TASK INSTRUCTIONS =>
Give every entry again, unchanged, and leave its images out.

━━━ DATA

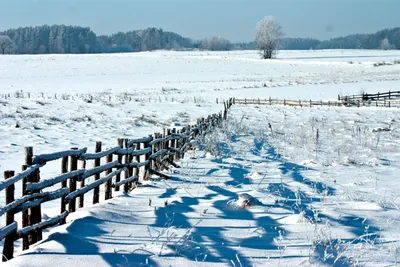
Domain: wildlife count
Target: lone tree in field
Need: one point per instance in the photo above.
(5, 42)
(268, 37)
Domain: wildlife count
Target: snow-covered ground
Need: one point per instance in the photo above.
(326, 199)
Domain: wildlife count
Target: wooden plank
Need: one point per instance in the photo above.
(128, 159)
(21, 201)
(136, 170)
(58, 155)
(48, 196)
(97, 162)
(107, 186)
(81, 201)
(100, 155)
(19, 176)
(58, 179)
(91, 186)
(6, 230)
(8, 248)
(97, 170)
(139, 140)
(42, 225)
(120, 142)
(131, 151)
(24, 217)
(158, 174)
(64, 169)
(72, 182)
(126, 181)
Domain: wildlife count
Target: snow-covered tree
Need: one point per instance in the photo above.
(5, 42)
(268, 36)
(385, 44)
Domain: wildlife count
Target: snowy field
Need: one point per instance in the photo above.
(324, 178)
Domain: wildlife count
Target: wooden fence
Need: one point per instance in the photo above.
(310, 103)
(371, 97)
(126, 164)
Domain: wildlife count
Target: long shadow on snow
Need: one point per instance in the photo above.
(298, 202)
(173, 215)
(294, 171)
(81, 238)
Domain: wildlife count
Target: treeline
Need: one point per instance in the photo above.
(384, 39)
(60, 39)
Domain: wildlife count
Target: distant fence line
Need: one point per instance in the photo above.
(371, 97)
(126, 163)
(382, 102)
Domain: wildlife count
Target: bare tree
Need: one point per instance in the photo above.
(5, 42)
(268, 36)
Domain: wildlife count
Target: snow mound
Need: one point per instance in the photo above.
(365, 206)
(243, 201)
(255, 175)
(307, 162)
(379, 129)
(294, 219)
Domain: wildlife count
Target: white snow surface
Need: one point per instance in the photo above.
(330, 200)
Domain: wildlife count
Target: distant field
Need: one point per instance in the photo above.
(61, 101)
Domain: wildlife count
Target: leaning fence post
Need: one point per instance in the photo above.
(136, 173)
(25, 239)
(73, 166)
(173, 145)
(82, 197)
(126, 172)
(96, 190)
(146, 175)
(64, 169)
(108, 184)
(35, 213)
(8, 249)
(120, 142)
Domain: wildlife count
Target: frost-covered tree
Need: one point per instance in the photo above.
(5, 42)
(385, 44)
(268, 36)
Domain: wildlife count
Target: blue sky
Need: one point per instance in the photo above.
(232, 19)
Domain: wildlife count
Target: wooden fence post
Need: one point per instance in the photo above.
(173, 145)
(108, 184)
(8, 249)
(120, 142)
(64, 169)
(96, 191)
(25, 239)
(128, 160)
(136, 172)
(126, 172)
(146, 175)
(34, 213)
(81, 201)
(73, 166)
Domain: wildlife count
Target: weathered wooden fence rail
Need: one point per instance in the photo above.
(371, 97)
(311, 103)
(126, 164)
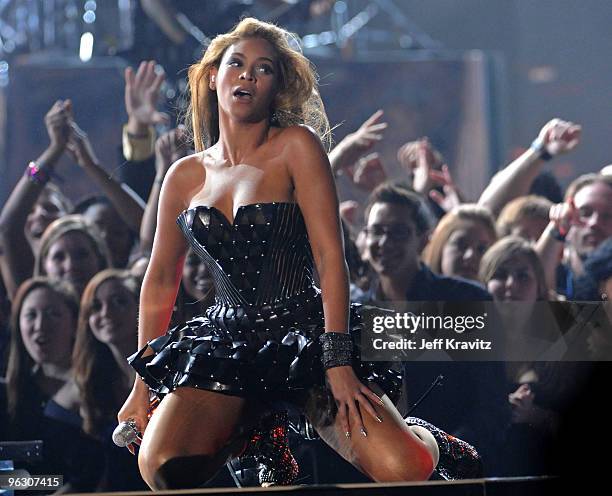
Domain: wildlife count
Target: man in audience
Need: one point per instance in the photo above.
(470, 403)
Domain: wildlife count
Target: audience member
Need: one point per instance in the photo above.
(73, 250)
(459, 241)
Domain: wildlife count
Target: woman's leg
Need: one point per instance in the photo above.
(191, 436)
(391, 451)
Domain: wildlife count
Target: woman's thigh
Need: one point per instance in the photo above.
(390, 450)
(191, 422)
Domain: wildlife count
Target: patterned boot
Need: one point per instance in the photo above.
(458, 459)
(269, 446)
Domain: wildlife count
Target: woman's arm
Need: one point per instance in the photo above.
(128, 204)
(169, 148)
(315, 193)
(556, 137)
(16, 253)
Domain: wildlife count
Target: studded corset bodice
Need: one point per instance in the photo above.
(261, 265)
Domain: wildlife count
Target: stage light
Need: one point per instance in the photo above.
(86, 49)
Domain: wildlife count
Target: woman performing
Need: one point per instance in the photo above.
(258, 204)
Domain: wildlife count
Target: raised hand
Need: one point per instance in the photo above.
(355, 144)
(57, 122)
(80, 147)
(141, 97)
(564, 216)
(559, 136)
(170, 147)
(419, 158)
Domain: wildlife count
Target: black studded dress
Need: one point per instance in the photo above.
(260, 336)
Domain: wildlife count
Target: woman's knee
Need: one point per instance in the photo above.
(398, 466)
(172, 471)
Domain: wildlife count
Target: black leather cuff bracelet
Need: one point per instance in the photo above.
(337, 348)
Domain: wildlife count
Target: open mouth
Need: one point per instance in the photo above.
(243, 94)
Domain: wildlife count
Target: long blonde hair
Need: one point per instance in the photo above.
(297, 100)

━━━━━━

THE ANSWER =>
Domain: wildlife count
Target: lone tree in field
Need: one point per instance in the photo above.
(5, 42)
(268, 37)
Domain: wildlife count
Target: snow-covered ground
Need: one point per instance in the photo above.
(326, 199)
Domain: wildlife count
Target: wooden plank
Need: one point per instance in the photo above.
(128, 159)
(21, 201)
(136, 170)
(58, 155)
(48, 196)
(97, 162)
(107, 186)
(81, 201)
(100, 155)
(19, 176)
(58, 179)
(91, 186)
(6, 230)
(8, 248)
(97, 170)
(139, 140)
(42, 225)
(120, 142)
(131, 151)
(24, 217)
(158, 174)
(64, 169)
(72, 182)
(126, 181)
Domain: wildlife count
Target: snow-covered tree
Need: one point per instance in the photo above.
(5, 42)
(268, 36)
(385, 44)
Domain: wildlife count
Target: snowy field
Need: one point per instance in the photo above.
(324, 178)
Domain: wildlife count
Target: wooden fence
Need: one point per instance in the photo above.
(310, 103)
(371, 97)
(126, 164)
Domain: wildlife count
Target: long shadow on snow
Need: one point per instance in the photo above.
(298, 202)
(173, 215)
(294, 171)
(81, 238)
Domain: wildlife count
Target: treeline
Need: one point per instance in the photo above.
(384, 39)
(60, 39)
Domain: wildlife count
Target: distant fence line
Need: one point per instance in the photo above.
(371, 97)
(126, 163)
(382, 102)
Domain: wildlife count
Target: bare tree
Need: one point per instance in the photo above.
(5, 42)
(268, 36)
Domain: wildlife count
Target: snow mound
Need: one point per instance in the photo above.
(365, 206)
(243, 201)
(255, 175)
(307, 162)
(379, 129)
(294, 219)
Domain: wildlife count
Target: white snow surface
Need: one point per instance in the photo above.
(330, 200)
Domain: wildlife count
Target: distant field
Need: one point per instance in the photo above.
(61, 101)
Domain: wildlife count
Target: leaning fence post
Need: one point per instance in the photo above.
(136, 173)
(25, 239)
(73, 166)
(173, 145)
(82, 197)
(126, 172)
(96, 190)
(146, 175)
(64, 169)
(108, 184)
(35, 213)
(8, 249)
(120, 142)
Domain: wildlife count
Target: frost-covered tree
Need: one point per instance in the photo above.
(5, 42)
(385, 44)
(268, 36)
Domain: wildlife count
Target: blue sky
Need: one point per instance in the photo above.
(232, 19)
Domain: wildlife count
Target: wooden fence post
Need: one point per instance in the photo above.
(173, 145)
(108, 184)
(8, 249)
(120, 142)
(64, 169)
(96, 191)
(25, 239)
(128, 160)
(136, 172)
(126, 172)
(146, 175)
(34, 213)
(81, 201)
(73, 166)
Domain: wildlife count
Target: weathered wooden fence rail
Need: one point per instance in the photo above.
(371, 97)
(311, 103)
(126, 164)
Domain: wildlife count
Target: man in audience
Need: one point per instance in the photo above.
(470, 403)
Domain: wildlife count
Target: audience member
Need: one point per instance in the photo above.
(73, 250)
(459, 241)
Domain: wildlife count
Target: woman's leg
Need: one point per instance in the photo above.
(191, 436)
(391, 451)
Domain: wildlife count
Target: woman's thigh
Need: one point per instance in the photo above.
(390, 450)
(191, 422)
Domain: wildlife count
Target: patterned boot
Need: one point per instance in the photo above.
(458, 459)
(269, 446)
Domain: wildlife count
Target: woman's arm
Need: one point per instance in the photo above.
(128, 204)
(169, 148)
(315, 193)
(556, 137)
(16, 253)
Domain: wildlife count
Target: studded corset bodice
Need: one point per instance in the photo above.
(261, 265)
Domain: wildlife count
Target: stage light
Need: one point per instance in the photo above.
(86, 49)
Domain: wildlife count
Target: woman performing
Need: one point per instance in the photo above.
(258, 204)
Domain: wildlife count
Target: raised hand
Need: one point per instance in the photo above.
(355, 144)
(57, 122)
(80, 147)
(141, 97)
(564, 216)
(559, 136)
(170, 147)
(419, 158)
Domain: wildlife count
Target: black studded dress
Need: one point per instance in the photo above.
(260, 336)
Domain: wildlife count
Target: woman's knee
Need: one point per instance in the photo above.
(398, 466)
(172, 471)
Domain: wildlife count
Target: black leather cuff bracelet
Need: one point per instance in the photo above.
(337, 348)
Domain: wildlife count
Target: open mouth
Need: one point per instance in the photo above.
(243, 94)
Domain: wildlife count
Target: long blonde hair
Need: one point per instance in the photo above.
(297, 100)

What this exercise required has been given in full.